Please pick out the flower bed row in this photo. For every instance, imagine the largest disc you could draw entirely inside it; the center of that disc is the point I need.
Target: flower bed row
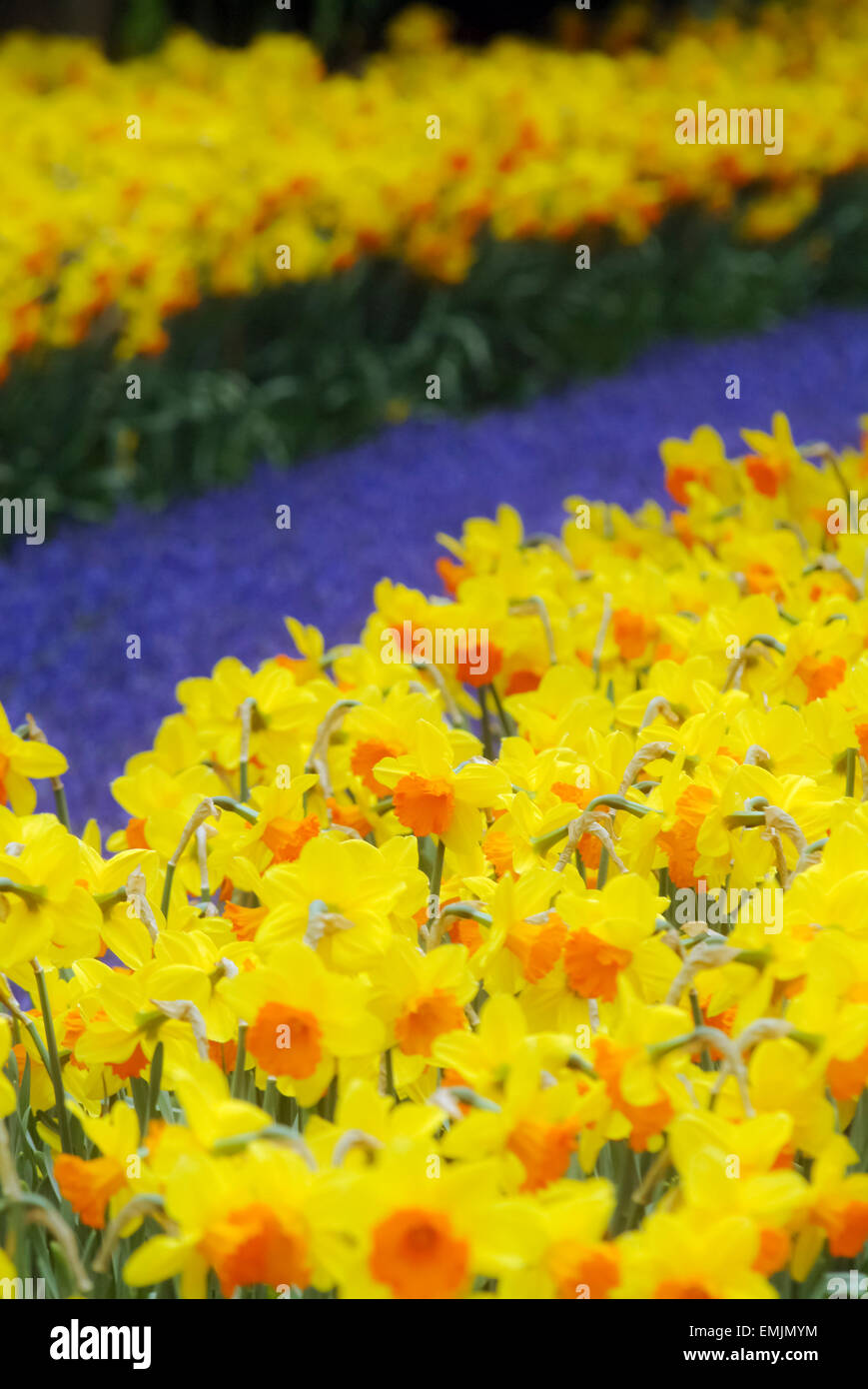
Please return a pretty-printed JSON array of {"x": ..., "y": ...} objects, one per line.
[
  {"x": 264, "y": 200},
  {"x": 572, "y": 1006}
]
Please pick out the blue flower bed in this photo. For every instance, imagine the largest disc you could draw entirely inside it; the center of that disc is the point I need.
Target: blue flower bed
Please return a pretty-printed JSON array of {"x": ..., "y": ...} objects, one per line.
[{"x": 214, "y": 576}]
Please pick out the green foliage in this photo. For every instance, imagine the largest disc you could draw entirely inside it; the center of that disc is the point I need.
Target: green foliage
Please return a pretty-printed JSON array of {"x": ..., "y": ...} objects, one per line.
[{"x": 306, "y": 369}]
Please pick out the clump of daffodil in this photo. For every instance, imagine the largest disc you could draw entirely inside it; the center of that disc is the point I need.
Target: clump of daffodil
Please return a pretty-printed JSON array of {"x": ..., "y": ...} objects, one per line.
[{"x": 390, "y": 983}]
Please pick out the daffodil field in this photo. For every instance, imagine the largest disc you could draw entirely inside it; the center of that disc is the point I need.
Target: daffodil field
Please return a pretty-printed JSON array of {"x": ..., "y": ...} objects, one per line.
[
  {"x": 175, "y": 216},
  {"x": 530, "y": 971}
]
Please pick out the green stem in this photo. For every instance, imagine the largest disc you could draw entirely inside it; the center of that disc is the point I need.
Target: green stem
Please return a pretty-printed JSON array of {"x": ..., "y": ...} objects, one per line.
[
  {"x": 850, "y": 783},
  {"x": 238, "y": 1075},
  {"x": 487, "y": 747},
  {"x": 245, "y": 811},
  {"x": 60, "y": 1099},
  {"x": 167, "y": 889},
  {"x": 60, "y": 803},
  {"x": 508, "y": 726},
  {"x": 603, "y": 868},
  {"x": 156, "y": 1079},
  {"x": 436, "y": 876}
]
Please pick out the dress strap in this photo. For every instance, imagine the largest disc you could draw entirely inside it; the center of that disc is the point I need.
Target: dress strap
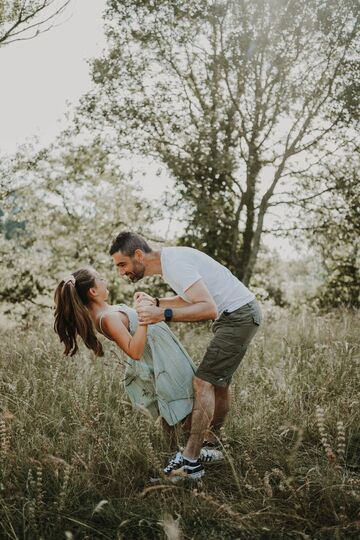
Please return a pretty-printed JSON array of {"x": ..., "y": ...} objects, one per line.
[
  {"x": 122, "y": 308},
  {"x": 101, "y": 328}
]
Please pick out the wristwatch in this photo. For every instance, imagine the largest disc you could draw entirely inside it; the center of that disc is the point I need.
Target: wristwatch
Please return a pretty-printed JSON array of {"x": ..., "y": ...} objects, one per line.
[{"x": 168, "y": 314}]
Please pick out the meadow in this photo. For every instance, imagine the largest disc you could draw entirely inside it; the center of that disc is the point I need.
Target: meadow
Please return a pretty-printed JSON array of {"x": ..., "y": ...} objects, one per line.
[{"x": 76, "y": 459}]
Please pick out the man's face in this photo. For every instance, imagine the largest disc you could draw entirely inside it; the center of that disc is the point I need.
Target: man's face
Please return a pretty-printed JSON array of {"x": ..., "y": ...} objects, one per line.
[{"x": 131, "y": 267}]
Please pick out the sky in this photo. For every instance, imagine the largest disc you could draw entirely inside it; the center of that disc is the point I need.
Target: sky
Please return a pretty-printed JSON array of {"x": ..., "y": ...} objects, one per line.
[{"x": 43, "y": 77}]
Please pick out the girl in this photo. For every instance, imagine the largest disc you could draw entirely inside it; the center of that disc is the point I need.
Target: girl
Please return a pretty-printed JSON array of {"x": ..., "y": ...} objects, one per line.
[{"x": 159, "y": 372}]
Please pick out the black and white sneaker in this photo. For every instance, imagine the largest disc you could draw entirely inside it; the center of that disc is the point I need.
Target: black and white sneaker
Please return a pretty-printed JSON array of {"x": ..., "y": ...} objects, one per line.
[
  {"x": 211, "y": 453},
  {"x": 179, "y": 468}
]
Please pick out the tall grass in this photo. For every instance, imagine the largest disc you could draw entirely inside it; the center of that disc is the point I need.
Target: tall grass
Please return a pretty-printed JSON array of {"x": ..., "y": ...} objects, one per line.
[{"x": 75, "y": 458}]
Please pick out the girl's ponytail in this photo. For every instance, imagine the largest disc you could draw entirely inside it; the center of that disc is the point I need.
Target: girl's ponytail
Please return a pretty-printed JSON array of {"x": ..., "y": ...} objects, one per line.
[{"x": 71, "y": 315}]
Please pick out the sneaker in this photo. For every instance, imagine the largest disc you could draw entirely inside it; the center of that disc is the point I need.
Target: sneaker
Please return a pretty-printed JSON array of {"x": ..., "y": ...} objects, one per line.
[
  {"x": 180, "y": 468},
  {"x": 211, "y": 453}
]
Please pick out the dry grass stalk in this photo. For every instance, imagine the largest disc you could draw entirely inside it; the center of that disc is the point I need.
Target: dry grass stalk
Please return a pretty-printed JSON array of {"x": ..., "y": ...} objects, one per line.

###

◆ **EXERCISE DETAILS**
Copy out every entry exactly as written, but not the pictures.

◆ **EXERCISE ANSWER**
Please pick out the flower bed row in this photo. For every instance, imagine the largest disc you could draw entirely inside it; the center of that disc is the point I need.
Target: flower bed row
Please return a pretty-printed JSON array of {"x": ..., "y": ...} objects, one per line.
[
  {"x": 264, "y": 200},
  {"x": 572, "y": 1006}
]
Please pick out the blue flower bed in this photo. For every instance, imagine the largest disc you could draw entirely inside it; the center of that disc is the point I need.
Target: blue flower bed
Please return a pretty-printed JSON array of {"x": ..., "y": ...} objects, one per line.
[{"x": 214, "y": 576}]
Please pick out the green foliage in this photo. For every instance, imagine the largest disc you could draw entirely inside it; the center of that disc is the point I need.
Target: green foliage
Please return a pretty-printed JSON array of {"x": ..., "y": ...} objects, one per line.
[{"x": 306, "y": 369}]
Please pick out the clump of daffodil in this photo. For every instance, imagine the largest disc you could draw entirely inside it; the center of that disc is the point I need.
Target: clump of daffodil
Please return a pretty-printed JSON array of {"x": ..., "y": ...} objects, one per line.
[{"x": 390, "y": 983}]
Please pick out the daffodil field in this photo. For every instance, imagine the largest disc you could draw entirely inside it; the center of that disc is the point I need.
Target: daffodil field
Please return a pretty-printed JSON array of {"x": ..., "y": ...} objects, one per line.
[
  {"x": 175, "y": 216},
  {"x": 530, "y": 971}
]
Please pick out the green stem in this photo. For every instance, imagine the largest disc you could draw entirely inside it; the center of that disc is the point I need.
Target: green stem
Please return a pretty-printed JSON array of {"x": ..., "y": ...} objects, one per line.
[
  {"x": 850, "y": 783},
  {"x": 238, "y": 1075},
  {"x": 487, "y": 747},
  {"x": 245, "y": 811},
  {"x": 60, "y": 1099},
  {"x": 167, "y": 889},
  {"x": 60, "y": 803},
  {"x": 508, "y": 726},
  {"x": 603, "y": 868},
  {"x": 156, "y": 1079},
  {"x": 436, "y": 876}
]
Please pick out the dress strap in this photo. For every instance, imagine the largest disc you could draw entirely inside it; the center of that disc is the point I need.
Target: dress strap
Please return a pretty-printed JSON array of {"x": ..., "y": ...} objects, one per line.
[
  {"x": 122, "y": 308},
  {"x": 101, "y": 328}
]
Please pick out the wristwatch in this photo. For every instance, imagine the largest disc you could draw entirely inside it; the center of that disc is the point I need.
Target: wristwatch
Please return a pretty-printed JSON array of {"x": ..., "y": ...} objects, one per line.
[{"x": 168, "y": 314}]
Please pick out the meadow in this photo. For every instance, imagine the largest disc you could draw entirely inside it; the center of that disc is the point I need.
Target: meadow
Please return a pretty-printed JSON array of {"x": ..., "y": ...} objects, one per line.
[{"x": 76, "y": 459}]
Please pick out the man's face in this photo. For every instance, imagine the largest disc you could draw entirely inside it; the center of that disc is the point I need.
Target: man's face
Please return a pretty-printed JSON array of {"x": ..., "y": ...} objects, one per line.
[{"x": 131, "y": 267}]
Please pick out the sky in this photo. For every instance, imagine the largest disc you could draw entirely inside it; the center of that disc is the point I need.
Target: sky
Please return a pretty-printed JSON array of {"x": ..., "y": ...} objects, one per line.
[{"x": 43, "y": 77}]
Please pick out the girl in this photo. For every instance, imagine the largest disc you could draw entirely inside it; the center of that disc is the point I need.
Target: girl
Please return a pretty-printed JSON array of {"x": ..., "y": ...} objects, one per line.
[{"x": 159, "y": 372}]
Please pick out the black and white sneaker in this photo. For every instance, imagine the largest disc you could draw entirely inside it; the center of that disc is the point I need.
Target: black and white sneaker
Please return a pretty-printed JSON array of {"x": ..., "y": ...} objects, one per line.
[
  {"x": 211, "y": 453},
  {"x": 179, "y": 468}
]
Please pick out the tall grass in this photo. For every instance, imagine the largest disc you could draw entirely inside it; the center of that disc is the point I need.
Target: tall grass
Please return a pretty-printed JSON array of {"x": ..., "y": ...} objects, one per line.
[{"x": 75, "y": 458}]
Please pick out the girl's ponytail in this photo. For every instance, imagine the largest disc you could draw entirely inside it; the center of that disc is the point I need.
Target: girl's ponytail
Please return a pretty-printed JSON array of {"x": ..., "y": ...} objects, one per line.
[{"x": 71, "y": 315}]
Please pick out the sneaker in this photo. For every instance, imagine the largest disc you could draw entirely inside it; the center of that disc is the point I need.
Target: sneaker
Please return a pretty-printed JSON array of {"x": ..., "y": ...} objects, one per line.
[
  {"x": 180, "y": 468},
  {"x": 211, "y": 453}
]
Please pick out the dry grass stalk in this photo. For every instance, imagine the largest disc you could draw entirely inside it; the center of that disc is the point I need.
Target: dry grass stalk
Please return a pretty-printed JSON array of {"x": ..., "y": ...} objects, one per line.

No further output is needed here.